SEGMENTO DEL DOCUMENTO:
┄┄┄┄┄┄
En nuestra sección literaria…
Imaginación y Dogma. Un artículo de Gilmar Siqueira
«No podemos amar lo que no conocemos, dice el antiguo adagio tomista, pero no podemos conocer lo que no podemos imaginar». Justin Shay. Rediscovering the Heavens.
Yo me acuerdo que, ya entrado en la adolescencia, asistía a clases de historia en el colegio y me fascinaban. Me gustaba saber las cosas – y sobre todo las gentes – del pasado. De alguna manera, probablemente debido al interés de los maestros, las figuras antiguas estampadas en los libros volvían a vivir con sus pasiones, desalientos y entusiasmos. Aunque muy lejanos para mí, no podía dudar de la existencia de un Solón, de un Julio César, de un Constantino o de un Carlos V.
Pero había uno de quien se hablaba poco en la escuela y cuya existencia histórica no era mencionada: Nuestro Señor Jesucristo. No es que yo haya estudiado en escuelas anticatólicas ni mucho menos; pero la idea que se tenía ahí como en otras partes acerca de Nuestro Señor era más bien vaga. Al fin de la adolescencia, cuando la Iglesia apareció con alguna insistencia ante mis ojos, no pocas veces miré el Crucificado con una duda vergonzosa: ¿habrá existido?
¡Pero si hasta la pregunta es necia!, me dirán ustedes. Y con razón. Entonces, como ahora, tenía yo abundantes medios de quitarme esa “duda”. No lo niego como tampoco intento justificar mi falta. Cuento algo de mi propia circunstancia para llamarles la atención a otro punto: Nuestro Señor no entraba en mis posibilidades imaginativas. Mi propia indiferencia, muy semejante a la de mi entorno, era señal de una imaginación estéril.
┄┄┄┄┄┄
[Entradas de un conjunto de datos de señalamiento]
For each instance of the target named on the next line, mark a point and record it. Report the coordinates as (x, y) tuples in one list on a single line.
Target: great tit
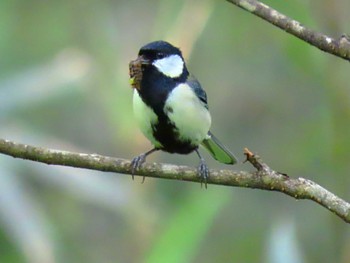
[(171, 107)]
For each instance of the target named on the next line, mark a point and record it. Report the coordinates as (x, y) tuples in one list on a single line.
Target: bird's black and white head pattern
[(165, 58)]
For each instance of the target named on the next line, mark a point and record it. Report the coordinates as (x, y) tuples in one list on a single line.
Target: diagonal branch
[(264, 178), (339, 47)]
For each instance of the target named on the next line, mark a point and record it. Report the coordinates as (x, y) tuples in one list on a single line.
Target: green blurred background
[(64, 85)]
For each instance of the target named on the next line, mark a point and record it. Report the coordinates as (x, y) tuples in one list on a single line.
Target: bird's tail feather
[(218, 150)]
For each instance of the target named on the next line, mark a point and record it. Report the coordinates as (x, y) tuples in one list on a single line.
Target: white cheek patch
[(171, 66)]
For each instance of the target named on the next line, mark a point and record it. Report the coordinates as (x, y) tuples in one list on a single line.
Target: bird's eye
[(160, 55)]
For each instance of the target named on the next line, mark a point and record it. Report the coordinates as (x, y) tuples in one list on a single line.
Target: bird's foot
[(136, 164), (203, 172)]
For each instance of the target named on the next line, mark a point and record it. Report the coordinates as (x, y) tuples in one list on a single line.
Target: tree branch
[(338, 47), (264, 178)]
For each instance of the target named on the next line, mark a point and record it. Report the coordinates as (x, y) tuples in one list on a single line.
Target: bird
[(171, 107)]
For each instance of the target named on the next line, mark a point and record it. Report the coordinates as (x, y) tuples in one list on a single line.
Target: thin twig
[(264, 178), (339, 47)]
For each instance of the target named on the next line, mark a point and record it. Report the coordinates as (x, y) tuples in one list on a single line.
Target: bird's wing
[(196, 87), (218, 150)]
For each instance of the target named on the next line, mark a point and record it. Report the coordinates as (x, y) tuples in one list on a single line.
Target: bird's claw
[(136, 164), (203, 173)]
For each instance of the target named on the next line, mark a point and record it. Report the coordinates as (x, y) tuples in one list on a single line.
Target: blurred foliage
[(64, 84)]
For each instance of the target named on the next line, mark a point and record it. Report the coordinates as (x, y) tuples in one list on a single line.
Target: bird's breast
[(188, 114)]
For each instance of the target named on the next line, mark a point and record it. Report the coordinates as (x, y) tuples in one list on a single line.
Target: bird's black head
[(164, 58)]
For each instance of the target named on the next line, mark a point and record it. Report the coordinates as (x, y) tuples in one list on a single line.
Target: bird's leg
[(139, 160), (203, 170)]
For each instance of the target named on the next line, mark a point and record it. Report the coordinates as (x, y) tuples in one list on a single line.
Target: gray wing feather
[(197, 88)]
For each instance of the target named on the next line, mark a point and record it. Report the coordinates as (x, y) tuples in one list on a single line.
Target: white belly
[(188, 113)]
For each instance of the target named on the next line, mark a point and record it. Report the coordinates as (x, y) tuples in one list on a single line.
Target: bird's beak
[(135, 71)]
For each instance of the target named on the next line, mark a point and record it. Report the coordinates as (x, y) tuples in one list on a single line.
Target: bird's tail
[(218, 150)]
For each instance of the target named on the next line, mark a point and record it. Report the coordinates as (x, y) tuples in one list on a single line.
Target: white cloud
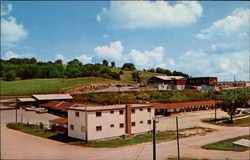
[(11, 31), (7, 10), (60, 56), (113, 52), (148, 14), (10, 54), (235, 24), (147, 58), (105, 36), (224, 66), (84, 59)]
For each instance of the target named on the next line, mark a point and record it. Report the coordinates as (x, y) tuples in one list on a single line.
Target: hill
[(59, 85)]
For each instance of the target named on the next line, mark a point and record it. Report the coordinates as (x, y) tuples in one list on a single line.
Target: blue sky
[(198, 38)]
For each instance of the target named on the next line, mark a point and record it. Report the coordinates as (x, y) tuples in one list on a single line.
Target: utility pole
[(177, 133), (16, 109), (154, 143)]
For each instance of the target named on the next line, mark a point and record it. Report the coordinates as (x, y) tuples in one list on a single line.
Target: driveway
[(12, 147)]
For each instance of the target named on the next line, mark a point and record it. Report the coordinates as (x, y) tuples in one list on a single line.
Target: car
[(246, 112), (32, 108), (41, 110)]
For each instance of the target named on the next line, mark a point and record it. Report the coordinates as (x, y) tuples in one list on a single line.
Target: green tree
[(128, 66), (112, 64), (232, 99), (105, 62), (136, 76), (9, 76)]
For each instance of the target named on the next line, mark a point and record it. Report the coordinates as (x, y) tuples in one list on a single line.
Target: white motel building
[(103, 122)]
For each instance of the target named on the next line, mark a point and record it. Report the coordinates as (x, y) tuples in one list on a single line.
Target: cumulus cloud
[(6, 9), (112, 52), (148, 14), (85, 59), (147, 58), (10, 54), (60, 56), (236, 23), (224, 66)]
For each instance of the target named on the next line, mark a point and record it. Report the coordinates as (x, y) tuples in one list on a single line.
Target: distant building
[(167, 82), (234, 84), (59, 125), (170, 108), (44, 98), (102, 122), (204, 83)]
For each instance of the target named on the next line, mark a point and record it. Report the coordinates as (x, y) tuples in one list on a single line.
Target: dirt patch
[(89, 87)]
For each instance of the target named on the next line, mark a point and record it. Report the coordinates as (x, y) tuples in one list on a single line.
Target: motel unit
[(167, 82), (169, 108), (103, 122)]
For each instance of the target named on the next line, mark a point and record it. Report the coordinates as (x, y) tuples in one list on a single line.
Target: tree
[(9, 76), (128, 66), (136, 76), (112, 64), (105, 62), (233, 99)]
┄┄┄┄┄┄
TAREAS Y EJERCICIOS:
1) Indica si cada afirmación concuerda con el artículo sobre imaginación y dogma y responde sí o no, citando textualmente las palabras decisivas: (a) en la escuela se mencionaba la existencia histórica de Jesucristo; (b) quien narra estudió en escuelas anticatólicas; (c) a quien narra le fascinaban las clases de historia del colegio.
2) Continúa el artículo sobre imaginación y dogma a partir del punto en que se detiene.

RESPUESTAS POR TAREA:
1)
(a) No: «cuya existencia histórica no era mencionada».
(b) No: «No es que yo haya estudiado en escuelas anticatólicas ni mucho menos».
(c) Sí: «asistía a clases de historia en el colegio y me fascinaban».

2)
Pongo aquí el fragmento de un artículo del profesor Justin Shay1, en que comenta acerca de la novela Más allá del Planeta Silencioso, de C. S. Lewis:
La manera como imaginamos el mundo tiene consecuencias profundas y de gran alcance en la manera como experimentamos nuestras vidas. Una imaginación ya formada es difícil de cambiar. Mismo después de haber experimentado la sorprendente vitalidad de un viaje por los cielos, el Dr. Ransom, héroe de la novela, no podía liberarse de sus viejas formas de imaginación. Durante sus viajes al misterioso planeta, Malacandra, Ransom escucha a sus captores hablaren de manera siniestra sobre los habitantes. La imaginación de Ransom inmediatamente le lleva a los más oscuros parajes, figurando criaturas de formas monstruosas con nada más que malicia en sus corazones. Después, cuando finalmente llega a Malacandra, Ransom se sorprende al descubrir que era bello. La posibilidad de que otro mundo que no el nuestro fuera bonito, y por lo tanto bueno, no tenía espacio en la imaginación oscurecida de Ransom.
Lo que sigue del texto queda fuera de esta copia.